» **What to work on**
Print the data exactly as it is given, please.

» **Given entries**
···

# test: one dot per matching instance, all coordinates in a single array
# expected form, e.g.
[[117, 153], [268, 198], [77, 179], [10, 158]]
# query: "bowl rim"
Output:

···

» **Task solution**
# test: one dot per matching instance, all coordinates in a single array
# expected form, e.g.
[[117, 153], [268, 198], [77, 179], [10, 158]]
# query: "bowl rim"
Output:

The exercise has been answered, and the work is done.